SELECTED TEXT -
● ● ● ● ●
Ismone, i, too, would like a definition of “immune trama”. is this like when i got carbon monoxide poisioning and it trigger my porphyria (if, indeed, that *is* what actually caused it. one doctor thinks it might have been large and constant exposure to things that trigger porphyrian attacks, most probably tomatoes and rosemary/thyme…)

Comment #162: denelian  on  05/08  at  05:46 AM

Bagelsan, who is better at the Google than I, has quoted studies showing that the multivalent measles-mumps-rubella vaccine (MMR) is safe and effective.  Is it the safest possible?  Is it the most effective possible?  Possibly not.  But it is safe enough to have been used by tens of millions of children in the United States alone with only rare adverse reactions.  It is effective enough to make these diseases rare enough that we have forgotten how awful they are.

Ismone has not addressed key questions regarding her proposals: Is the cost of doing new research on the MMR vaccine worth the possible benefit of that research?  Can we as a matter of public medical policy, afford to put those people with compromised immune systems at risk of infection and death by reducing the protection given by herd immunity?  Is it a good idea to encourage parents to not vaccinate their children (or to delay vaccinating their children) by implying that vaccines may not be safe?  If MMR were split into three vaccines given at three different times, how would she help parents who may not be able to find time or money for three doctor’s visits?  If injections—introducing substances directly into the bloodstream—are bad, why require more of them?  Why are injections bad?  If the disorders she fears are triggered by vaccination would inevitably be triggered by something anyway, why choose actual infection over vaccination?
● ● ● ● ●
TASK DESCRIPTION -
In the vaccine discussion, copy the passage that begins at the words "Ismone, i, too, would" and stops after "awful they are.", putting "uncommon" wherever "rare" appears.

SUPPLIED ENTRIES -
● ● ● ● ●
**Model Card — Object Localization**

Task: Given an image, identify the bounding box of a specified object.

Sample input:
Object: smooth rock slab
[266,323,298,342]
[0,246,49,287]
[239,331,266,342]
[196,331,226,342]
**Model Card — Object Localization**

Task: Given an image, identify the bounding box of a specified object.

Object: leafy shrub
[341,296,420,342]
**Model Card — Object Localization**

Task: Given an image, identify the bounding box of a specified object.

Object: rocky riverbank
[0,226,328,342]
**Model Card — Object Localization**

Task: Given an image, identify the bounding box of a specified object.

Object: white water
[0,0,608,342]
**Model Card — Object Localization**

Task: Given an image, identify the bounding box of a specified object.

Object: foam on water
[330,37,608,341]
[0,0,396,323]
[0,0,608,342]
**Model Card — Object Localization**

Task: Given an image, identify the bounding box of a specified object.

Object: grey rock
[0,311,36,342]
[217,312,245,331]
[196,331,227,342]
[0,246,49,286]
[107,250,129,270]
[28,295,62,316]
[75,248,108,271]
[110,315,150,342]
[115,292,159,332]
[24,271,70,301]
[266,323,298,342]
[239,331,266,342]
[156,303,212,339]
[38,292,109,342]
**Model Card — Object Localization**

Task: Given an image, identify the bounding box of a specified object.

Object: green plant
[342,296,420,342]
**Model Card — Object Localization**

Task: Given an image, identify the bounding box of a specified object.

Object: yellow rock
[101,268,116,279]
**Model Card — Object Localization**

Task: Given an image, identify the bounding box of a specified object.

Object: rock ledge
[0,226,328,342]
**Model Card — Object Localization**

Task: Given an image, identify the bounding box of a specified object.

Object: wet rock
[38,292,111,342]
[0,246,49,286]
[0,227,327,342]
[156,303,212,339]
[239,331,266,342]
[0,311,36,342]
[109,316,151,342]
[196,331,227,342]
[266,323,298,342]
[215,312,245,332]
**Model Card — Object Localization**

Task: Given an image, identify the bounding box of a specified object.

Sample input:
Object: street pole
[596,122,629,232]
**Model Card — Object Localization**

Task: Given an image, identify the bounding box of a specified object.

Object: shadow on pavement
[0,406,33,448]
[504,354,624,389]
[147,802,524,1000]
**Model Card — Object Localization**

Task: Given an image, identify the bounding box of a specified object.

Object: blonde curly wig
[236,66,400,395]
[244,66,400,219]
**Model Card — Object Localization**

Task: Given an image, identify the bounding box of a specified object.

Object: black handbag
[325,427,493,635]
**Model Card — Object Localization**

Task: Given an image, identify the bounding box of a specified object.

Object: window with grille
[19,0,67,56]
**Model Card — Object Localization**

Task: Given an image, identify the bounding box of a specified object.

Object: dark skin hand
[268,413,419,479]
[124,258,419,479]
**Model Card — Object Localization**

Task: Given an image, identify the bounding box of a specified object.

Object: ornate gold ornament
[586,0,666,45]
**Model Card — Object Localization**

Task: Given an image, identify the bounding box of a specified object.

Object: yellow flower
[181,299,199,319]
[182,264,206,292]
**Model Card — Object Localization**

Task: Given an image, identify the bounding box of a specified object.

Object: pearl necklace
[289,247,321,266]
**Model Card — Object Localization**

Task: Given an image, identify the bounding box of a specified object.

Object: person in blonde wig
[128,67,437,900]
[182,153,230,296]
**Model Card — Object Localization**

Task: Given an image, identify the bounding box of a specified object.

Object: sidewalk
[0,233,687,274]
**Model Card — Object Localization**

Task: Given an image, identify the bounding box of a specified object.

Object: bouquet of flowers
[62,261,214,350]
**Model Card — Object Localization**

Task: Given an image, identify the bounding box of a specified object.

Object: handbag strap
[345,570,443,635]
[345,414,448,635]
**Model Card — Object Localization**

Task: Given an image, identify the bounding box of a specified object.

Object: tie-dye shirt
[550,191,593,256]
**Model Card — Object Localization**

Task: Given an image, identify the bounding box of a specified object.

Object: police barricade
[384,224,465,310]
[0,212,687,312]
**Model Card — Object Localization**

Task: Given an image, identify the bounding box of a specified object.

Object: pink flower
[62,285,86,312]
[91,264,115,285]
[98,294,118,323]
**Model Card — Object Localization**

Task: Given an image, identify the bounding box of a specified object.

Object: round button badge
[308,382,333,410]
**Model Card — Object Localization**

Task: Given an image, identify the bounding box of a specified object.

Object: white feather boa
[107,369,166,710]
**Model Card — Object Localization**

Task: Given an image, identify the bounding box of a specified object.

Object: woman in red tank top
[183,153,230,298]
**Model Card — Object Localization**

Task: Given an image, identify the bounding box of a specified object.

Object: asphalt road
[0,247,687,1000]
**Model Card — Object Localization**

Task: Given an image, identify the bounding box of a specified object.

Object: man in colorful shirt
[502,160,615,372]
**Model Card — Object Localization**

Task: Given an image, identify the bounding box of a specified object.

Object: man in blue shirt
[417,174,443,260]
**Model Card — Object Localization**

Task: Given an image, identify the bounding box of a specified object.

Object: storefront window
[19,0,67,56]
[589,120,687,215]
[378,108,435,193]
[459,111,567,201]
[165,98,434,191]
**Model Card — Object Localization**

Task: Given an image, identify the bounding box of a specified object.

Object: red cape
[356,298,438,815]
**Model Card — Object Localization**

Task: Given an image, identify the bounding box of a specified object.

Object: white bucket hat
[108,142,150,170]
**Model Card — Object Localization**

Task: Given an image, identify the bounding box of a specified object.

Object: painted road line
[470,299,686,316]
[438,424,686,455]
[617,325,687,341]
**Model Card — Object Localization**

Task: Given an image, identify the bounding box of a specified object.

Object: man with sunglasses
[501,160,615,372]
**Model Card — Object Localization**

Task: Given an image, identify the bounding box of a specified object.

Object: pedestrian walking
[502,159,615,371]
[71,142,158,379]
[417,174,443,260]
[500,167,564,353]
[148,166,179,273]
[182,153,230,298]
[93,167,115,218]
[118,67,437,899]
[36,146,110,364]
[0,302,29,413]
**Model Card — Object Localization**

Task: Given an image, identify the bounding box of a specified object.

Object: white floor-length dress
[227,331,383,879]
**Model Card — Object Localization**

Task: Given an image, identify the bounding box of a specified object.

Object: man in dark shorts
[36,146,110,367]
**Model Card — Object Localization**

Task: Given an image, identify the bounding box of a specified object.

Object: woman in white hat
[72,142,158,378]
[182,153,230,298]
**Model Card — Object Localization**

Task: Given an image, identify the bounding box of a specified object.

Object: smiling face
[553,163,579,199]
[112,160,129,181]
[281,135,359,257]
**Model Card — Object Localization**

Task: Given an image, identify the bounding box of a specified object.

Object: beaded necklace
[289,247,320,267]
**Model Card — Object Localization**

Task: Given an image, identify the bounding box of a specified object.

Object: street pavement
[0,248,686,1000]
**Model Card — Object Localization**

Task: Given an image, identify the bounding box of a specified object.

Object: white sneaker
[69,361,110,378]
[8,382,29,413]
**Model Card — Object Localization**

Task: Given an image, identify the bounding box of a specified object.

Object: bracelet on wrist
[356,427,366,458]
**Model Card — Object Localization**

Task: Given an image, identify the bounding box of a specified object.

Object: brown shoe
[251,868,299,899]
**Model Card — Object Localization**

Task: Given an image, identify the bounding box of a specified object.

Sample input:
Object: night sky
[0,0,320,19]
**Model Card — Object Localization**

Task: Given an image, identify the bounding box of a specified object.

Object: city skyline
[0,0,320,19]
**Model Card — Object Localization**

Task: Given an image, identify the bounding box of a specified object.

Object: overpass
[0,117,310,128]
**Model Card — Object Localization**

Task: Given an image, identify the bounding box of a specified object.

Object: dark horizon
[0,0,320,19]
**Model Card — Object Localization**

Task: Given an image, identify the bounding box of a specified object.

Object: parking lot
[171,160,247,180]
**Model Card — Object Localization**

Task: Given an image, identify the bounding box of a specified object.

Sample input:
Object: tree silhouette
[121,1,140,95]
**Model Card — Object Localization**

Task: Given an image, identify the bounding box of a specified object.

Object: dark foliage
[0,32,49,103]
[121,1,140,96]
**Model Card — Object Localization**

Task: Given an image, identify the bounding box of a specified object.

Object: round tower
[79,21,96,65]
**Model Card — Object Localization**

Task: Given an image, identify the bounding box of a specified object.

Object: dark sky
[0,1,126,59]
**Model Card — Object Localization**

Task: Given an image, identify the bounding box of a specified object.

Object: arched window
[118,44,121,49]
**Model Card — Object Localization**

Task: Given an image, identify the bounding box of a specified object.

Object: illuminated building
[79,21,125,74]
● ● ● ● ●
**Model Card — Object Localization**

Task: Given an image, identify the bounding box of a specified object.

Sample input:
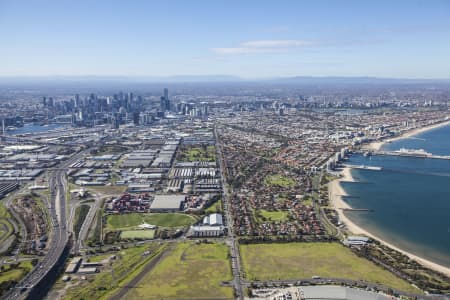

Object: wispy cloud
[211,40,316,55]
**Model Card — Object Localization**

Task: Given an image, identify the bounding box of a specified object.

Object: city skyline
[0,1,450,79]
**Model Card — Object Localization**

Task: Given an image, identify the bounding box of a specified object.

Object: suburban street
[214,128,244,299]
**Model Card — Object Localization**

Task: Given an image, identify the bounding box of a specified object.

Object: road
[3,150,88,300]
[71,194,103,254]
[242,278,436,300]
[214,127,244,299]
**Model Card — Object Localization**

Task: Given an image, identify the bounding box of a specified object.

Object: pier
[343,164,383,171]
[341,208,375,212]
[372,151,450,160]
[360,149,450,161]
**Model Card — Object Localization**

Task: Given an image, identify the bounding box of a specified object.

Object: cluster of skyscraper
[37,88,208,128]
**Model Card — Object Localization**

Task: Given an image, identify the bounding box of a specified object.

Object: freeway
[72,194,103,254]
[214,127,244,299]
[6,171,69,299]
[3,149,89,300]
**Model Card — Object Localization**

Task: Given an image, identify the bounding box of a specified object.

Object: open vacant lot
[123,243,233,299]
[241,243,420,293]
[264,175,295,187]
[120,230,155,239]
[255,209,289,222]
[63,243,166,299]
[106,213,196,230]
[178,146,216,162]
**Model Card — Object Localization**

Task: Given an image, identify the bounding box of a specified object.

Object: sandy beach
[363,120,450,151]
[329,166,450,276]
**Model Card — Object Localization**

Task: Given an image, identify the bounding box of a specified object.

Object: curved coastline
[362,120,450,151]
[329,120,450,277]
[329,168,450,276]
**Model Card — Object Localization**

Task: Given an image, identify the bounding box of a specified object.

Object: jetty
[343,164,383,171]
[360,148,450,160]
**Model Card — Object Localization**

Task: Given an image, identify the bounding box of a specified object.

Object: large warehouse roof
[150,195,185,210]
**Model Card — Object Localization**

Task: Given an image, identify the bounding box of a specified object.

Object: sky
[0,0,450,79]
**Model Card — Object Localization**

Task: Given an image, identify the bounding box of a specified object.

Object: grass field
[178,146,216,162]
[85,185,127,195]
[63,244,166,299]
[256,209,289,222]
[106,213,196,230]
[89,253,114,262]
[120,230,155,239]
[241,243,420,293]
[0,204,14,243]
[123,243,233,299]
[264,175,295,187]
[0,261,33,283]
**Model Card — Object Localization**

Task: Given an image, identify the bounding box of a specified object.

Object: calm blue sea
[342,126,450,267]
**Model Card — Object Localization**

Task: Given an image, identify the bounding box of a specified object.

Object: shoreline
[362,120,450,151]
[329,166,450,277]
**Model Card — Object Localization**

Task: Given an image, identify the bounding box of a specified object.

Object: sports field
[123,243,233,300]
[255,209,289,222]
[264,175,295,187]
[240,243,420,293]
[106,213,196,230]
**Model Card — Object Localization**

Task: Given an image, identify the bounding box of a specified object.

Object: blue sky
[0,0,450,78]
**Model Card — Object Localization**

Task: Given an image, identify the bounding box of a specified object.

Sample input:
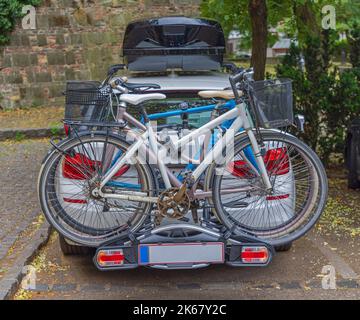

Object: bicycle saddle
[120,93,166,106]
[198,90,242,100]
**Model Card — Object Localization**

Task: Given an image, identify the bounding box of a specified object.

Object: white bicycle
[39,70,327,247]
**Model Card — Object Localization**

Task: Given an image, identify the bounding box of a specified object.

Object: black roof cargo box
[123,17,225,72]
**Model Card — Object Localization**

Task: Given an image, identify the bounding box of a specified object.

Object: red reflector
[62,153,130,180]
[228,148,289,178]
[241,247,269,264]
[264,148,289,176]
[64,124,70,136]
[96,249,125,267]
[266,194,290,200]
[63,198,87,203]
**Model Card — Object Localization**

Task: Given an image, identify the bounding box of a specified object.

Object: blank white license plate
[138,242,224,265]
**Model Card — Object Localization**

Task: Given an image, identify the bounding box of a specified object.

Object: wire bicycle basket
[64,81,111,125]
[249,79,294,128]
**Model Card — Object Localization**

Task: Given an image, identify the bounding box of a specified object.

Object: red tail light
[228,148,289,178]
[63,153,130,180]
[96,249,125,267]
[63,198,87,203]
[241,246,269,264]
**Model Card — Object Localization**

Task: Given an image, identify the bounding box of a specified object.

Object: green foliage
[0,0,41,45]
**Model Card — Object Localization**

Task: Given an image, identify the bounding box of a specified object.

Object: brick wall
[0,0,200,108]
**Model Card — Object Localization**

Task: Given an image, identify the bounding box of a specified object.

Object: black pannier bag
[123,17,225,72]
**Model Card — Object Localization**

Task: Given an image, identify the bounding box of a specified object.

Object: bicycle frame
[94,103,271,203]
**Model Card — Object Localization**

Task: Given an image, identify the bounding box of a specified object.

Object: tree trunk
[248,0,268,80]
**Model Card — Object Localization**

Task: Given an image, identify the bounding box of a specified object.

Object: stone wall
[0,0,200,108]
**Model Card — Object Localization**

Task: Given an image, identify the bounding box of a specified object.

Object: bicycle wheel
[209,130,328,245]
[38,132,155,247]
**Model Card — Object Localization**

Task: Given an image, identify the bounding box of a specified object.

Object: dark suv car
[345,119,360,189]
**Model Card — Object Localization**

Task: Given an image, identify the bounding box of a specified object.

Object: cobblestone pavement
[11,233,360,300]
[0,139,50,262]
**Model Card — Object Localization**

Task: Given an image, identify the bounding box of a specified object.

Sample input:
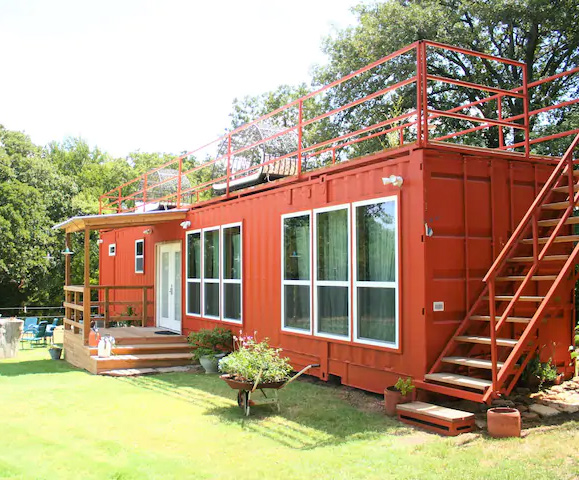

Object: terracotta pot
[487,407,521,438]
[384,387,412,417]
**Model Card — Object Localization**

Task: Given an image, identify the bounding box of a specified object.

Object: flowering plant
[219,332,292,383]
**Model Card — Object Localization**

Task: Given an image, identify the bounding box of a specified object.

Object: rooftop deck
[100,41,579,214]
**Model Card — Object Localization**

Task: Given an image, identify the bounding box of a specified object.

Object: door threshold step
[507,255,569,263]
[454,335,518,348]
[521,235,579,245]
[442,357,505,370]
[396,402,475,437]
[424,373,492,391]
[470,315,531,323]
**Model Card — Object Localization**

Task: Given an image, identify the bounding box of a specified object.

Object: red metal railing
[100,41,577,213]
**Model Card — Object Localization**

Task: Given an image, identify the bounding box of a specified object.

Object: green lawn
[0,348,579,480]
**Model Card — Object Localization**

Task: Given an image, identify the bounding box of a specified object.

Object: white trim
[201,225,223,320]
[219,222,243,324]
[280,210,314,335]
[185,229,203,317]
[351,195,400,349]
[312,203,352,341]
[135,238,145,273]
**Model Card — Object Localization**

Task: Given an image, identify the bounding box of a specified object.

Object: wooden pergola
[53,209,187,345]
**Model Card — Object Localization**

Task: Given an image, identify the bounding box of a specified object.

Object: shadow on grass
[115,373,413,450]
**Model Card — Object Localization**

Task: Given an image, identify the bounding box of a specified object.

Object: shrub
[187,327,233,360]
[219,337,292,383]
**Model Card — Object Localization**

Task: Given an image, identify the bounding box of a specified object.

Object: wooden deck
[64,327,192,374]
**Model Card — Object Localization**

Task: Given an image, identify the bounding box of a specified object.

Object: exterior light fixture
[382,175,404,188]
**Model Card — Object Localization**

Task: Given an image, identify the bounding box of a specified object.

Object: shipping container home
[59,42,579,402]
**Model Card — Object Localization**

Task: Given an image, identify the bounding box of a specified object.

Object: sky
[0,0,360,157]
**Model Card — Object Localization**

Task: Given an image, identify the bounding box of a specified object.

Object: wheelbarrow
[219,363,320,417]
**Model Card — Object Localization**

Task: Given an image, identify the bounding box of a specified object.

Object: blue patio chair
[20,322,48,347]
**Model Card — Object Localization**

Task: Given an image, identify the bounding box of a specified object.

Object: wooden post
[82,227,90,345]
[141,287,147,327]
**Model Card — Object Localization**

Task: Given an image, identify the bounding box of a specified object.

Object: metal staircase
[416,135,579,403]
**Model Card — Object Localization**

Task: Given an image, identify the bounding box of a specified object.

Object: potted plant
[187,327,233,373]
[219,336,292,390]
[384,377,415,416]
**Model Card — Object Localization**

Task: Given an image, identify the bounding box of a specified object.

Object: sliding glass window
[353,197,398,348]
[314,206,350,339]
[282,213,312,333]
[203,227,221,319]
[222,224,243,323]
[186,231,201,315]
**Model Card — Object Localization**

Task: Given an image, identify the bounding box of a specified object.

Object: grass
● ● ● ● ●
TASK ANSWER -
Ismone, i, too, would like a definition of “immune trama”. is this like when i got carbon monoxide poisioning and it trigger my porphyria (if, indeed, that *is* what actually caused it. one doctor thinks it might have been large and constant exposure to things that trigger porphyrian attacks, most probably tomatoes and rosemary/thyme…)

Comment #162: denelian  on  05/08  at  05:46 AM

Bagelsan, who is better at the Google than I, has quoted studies showing that the multivalent measles-mumps-rubella vaccine (MMR) is safe and effective.  Is it the safest possible?  Is it the most effective possible?  Possibly not.  But it is safe enough to have been used by tens of millions of children in the United States alone with only uncommon adverse reactions.  It is effective enough to make these diseases uncommon enough that we have forgotten how awful they are.